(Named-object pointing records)
** BEGIN **
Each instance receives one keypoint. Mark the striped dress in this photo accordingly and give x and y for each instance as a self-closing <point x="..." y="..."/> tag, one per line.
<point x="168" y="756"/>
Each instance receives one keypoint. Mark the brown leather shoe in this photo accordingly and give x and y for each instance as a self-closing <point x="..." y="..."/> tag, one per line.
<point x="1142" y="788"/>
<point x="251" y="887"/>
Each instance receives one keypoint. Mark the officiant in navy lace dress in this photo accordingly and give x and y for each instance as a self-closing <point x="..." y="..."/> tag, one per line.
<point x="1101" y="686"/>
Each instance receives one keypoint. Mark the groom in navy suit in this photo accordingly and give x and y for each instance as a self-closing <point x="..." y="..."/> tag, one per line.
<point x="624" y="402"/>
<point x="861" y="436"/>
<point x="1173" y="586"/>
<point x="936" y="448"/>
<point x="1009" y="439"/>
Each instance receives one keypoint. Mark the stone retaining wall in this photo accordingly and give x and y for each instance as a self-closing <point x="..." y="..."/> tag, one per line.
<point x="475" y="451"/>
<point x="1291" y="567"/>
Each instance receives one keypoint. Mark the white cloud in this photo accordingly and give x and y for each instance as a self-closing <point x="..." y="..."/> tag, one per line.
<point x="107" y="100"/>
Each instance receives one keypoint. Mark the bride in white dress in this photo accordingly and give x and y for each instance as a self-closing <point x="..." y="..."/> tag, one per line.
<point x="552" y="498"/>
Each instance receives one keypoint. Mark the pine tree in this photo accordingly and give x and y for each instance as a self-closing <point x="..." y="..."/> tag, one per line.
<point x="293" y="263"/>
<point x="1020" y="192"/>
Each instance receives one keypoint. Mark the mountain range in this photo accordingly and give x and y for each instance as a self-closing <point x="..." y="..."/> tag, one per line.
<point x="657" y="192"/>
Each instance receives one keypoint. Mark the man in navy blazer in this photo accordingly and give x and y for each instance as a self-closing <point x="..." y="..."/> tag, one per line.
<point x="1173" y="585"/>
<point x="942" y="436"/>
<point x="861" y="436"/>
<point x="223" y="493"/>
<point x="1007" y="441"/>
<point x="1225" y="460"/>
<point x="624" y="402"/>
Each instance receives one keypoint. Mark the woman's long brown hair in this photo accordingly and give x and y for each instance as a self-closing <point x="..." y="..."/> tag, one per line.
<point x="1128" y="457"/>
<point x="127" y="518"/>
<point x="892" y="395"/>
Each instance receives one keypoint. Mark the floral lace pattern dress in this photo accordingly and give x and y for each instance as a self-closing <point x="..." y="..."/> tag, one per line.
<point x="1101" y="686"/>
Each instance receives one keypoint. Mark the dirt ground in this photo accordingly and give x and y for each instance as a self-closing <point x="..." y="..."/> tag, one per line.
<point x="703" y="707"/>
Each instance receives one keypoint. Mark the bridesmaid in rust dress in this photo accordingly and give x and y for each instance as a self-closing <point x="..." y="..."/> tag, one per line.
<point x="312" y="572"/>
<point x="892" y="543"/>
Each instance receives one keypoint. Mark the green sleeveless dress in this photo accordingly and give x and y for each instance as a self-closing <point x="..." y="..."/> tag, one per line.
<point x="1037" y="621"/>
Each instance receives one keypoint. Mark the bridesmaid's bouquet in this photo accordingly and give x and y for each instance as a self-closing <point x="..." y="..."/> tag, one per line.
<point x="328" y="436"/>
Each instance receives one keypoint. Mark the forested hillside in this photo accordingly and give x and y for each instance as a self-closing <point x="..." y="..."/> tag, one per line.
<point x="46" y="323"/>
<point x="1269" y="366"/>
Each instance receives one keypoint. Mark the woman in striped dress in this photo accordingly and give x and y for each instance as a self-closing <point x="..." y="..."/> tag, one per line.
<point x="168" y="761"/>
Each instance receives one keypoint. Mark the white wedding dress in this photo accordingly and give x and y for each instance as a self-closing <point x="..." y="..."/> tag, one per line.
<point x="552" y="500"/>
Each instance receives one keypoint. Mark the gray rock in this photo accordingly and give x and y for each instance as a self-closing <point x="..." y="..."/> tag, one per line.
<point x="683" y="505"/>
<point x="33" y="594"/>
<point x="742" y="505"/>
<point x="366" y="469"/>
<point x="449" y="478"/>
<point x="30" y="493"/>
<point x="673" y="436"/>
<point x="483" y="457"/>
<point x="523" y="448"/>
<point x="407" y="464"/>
** END **
** BEGIN **
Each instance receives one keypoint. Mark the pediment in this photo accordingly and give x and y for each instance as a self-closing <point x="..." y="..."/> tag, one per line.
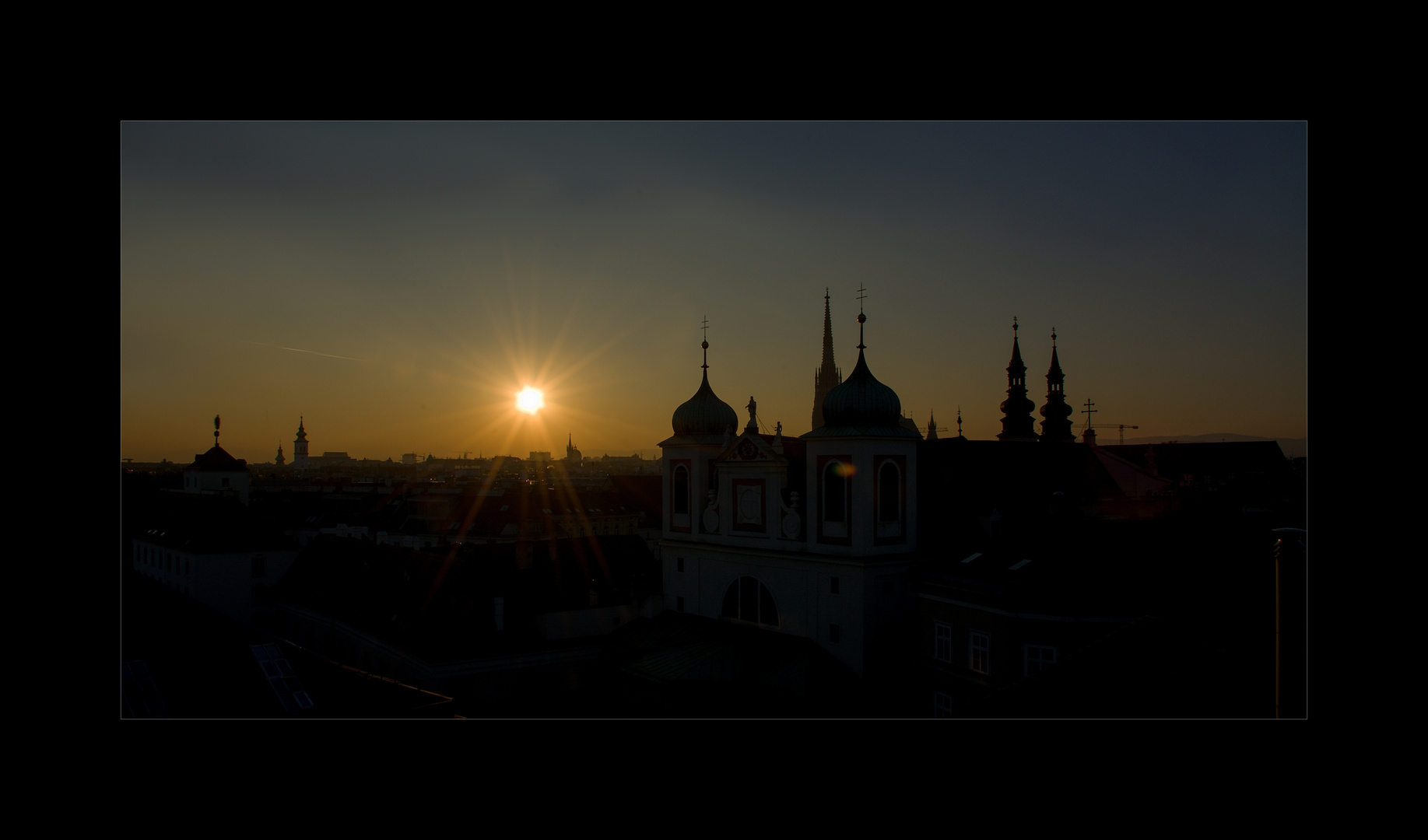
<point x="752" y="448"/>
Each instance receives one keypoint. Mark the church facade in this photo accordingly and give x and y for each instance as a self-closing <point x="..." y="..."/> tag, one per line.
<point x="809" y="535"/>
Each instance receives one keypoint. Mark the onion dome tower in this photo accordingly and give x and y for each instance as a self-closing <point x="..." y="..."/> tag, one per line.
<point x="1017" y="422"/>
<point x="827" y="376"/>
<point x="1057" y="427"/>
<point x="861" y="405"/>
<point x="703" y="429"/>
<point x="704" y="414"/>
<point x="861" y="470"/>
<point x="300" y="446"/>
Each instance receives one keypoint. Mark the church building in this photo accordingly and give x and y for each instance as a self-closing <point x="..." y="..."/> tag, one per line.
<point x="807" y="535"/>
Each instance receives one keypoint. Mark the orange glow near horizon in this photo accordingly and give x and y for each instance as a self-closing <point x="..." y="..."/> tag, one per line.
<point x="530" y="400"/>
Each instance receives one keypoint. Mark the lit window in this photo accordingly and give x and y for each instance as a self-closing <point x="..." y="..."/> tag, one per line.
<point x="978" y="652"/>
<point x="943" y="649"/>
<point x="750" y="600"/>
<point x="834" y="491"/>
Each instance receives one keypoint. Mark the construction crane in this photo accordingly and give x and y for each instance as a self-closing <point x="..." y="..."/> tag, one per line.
** END **
** BEGIN **
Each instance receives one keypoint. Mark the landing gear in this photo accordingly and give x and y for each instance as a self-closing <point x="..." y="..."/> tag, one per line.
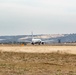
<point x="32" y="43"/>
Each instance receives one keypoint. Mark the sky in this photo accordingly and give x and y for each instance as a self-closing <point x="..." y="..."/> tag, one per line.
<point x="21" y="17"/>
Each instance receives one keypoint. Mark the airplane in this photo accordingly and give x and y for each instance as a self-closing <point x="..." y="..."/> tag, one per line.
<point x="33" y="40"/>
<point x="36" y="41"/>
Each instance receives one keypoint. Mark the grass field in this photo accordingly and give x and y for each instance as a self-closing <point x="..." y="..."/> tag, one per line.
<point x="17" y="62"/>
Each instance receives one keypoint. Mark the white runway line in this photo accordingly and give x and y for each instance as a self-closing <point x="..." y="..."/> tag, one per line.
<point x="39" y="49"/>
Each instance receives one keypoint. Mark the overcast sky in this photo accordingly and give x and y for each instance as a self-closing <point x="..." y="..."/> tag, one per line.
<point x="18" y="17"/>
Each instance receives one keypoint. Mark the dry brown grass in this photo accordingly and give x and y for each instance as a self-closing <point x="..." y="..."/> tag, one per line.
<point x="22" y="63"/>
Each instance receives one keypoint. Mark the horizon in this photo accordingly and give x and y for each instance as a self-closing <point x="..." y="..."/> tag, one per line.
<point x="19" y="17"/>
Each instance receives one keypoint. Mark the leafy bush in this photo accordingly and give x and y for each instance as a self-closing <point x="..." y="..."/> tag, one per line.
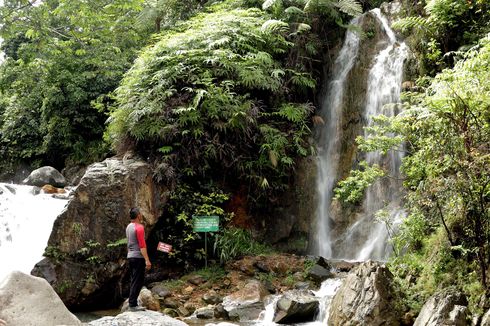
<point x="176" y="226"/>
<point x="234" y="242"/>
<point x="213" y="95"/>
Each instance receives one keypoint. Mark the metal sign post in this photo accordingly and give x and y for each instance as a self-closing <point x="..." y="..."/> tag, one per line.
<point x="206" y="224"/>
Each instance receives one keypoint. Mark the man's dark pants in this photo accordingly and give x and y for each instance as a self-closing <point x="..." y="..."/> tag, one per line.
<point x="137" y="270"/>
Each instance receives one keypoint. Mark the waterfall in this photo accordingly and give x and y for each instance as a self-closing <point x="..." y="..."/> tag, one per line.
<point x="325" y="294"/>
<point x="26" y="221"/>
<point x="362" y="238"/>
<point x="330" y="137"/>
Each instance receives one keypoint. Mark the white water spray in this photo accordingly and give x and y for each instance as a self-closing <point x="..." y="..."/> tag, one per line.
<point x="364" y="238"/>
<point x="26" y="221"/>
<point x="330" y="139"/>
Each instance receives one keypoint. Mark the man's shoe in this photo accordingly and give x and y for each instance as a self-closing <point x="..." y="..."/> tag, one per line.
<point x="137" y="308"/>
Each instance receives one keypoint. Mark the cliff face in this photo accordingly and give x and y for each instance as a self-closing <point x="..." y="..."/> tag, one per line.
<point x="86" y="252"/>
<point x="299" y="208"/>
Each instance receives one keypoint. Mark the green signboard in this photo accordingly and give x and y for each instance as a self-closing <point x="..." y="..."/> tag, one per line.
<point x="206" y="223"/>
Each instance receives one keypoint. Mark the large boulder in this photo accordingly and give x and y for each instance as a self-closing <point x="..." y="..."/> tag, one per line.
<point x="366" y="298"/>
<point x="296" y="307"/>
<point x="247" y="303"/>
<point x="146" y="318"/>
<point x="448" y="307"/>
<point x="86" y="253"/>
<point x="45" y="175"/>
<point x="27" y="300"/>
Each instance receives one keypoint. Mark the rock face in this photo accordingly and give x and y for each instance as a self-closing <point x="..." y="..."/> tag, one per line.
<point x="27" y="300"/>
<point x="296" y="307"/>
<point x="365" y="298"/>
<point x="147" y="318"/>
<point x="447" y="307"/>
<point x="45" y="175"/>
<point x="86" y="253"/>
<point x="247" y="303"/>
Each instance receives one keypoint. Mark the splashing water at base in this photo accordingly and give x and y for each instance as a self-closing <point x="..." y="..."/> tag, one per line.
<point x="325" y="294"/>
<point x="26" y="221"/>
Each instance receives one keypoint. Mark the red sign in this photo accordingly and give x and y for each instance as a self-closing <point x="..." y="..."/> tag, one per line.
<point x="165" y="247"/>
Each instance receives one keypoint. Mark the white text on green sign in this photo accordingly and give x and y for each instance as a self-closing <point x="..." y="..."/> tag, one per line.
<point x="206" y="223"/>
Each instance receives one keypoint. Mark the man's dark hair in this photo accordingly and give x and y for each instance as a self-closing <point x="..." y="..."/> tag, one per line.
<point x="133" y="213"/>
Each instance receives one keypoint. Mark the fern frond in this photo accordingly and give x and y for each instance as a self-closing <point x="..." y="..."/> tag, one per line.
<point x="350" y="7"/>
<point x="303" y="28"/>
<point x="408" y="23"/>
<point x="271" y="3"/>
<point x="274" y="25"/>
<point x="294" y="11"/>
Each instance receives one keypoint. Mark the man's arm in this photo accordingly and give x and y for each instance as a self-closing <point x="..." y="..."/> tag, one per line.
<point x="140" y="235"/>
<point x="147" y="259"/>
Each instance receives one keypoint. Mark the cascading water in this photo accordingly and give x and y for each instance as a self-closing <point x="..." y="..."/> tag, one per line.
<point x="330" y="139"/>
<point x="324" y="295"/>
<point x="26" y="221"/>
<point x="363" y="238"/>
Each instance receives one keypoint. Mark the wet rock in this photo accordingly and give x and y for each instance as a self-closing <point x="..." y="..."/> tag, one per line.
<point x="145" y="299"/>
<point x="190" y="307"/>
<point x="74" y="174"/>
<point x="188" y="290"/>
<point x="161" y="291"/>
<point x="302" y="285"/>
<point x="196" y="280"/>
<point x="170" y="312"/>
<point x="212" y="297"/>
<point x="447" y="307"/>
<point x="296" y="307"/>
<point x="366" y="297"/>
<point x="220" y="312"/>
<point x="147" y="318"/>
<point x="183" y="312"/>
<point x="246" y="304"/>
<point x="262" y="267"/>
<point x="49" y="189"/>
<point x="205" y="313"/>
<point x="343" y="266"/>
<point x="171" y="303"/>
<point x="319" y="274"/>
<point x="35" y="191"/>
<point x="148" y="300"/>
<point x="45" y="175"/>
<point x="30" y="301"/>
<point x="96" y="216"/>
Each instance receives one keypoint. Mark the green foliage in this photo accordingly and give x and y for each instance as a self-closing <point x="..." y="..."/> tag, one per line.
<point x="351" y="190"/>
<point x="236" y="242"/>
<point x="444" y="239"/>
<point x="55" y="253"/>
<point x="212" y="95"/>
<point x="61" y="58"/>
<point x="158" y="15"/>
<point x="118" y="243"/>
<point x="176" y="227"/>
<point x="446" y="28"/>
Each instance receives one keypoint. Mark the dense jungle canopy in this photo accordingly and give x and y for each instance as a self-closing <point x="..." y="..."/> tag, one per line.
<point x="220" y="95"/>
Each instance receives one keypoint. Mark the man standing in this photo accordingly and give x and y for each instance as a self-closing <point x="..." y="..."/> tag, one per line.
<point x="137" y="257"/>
** END **
### What to do
Pull out every line above that contains the word "white", and copy each one in full.

### Solution to this task
Each instance receives one keypoint. Mark the white cloud in this photo accordingly and give x and y for each instance as a self-closing <point x="..." y="..."/> tag, one per line.
Each instance receives one keypoint. Mark the bride in white dress in this photo accordingly and give x and y for each instance as a self-closing <point x="..." y="..."/> tag, one per line.
Each instance receives one keypoint. Mark the white wedding dress in this photo accordingly and give x and y for each instance as a self-closing <point x="..." y="..."/> tag, one per line.
Each instance receives one keypoint. Mark the white runway line in this photo accordingly and give x and y for each instance as a self-closing <point x="..." y="..."/> tag, one per line.
Each instance receives one keypoint. Mark the white water spray in this photo accordingly and give x and y for each instance as a self-closing <point x="..." y="..."/> tag, one per line.
Each instance receives one keypoint. Mark the white text on green sign in this photo accordingly and give x and y for each instance as a self-closing <point x="..." y="..."/> tag, one per line.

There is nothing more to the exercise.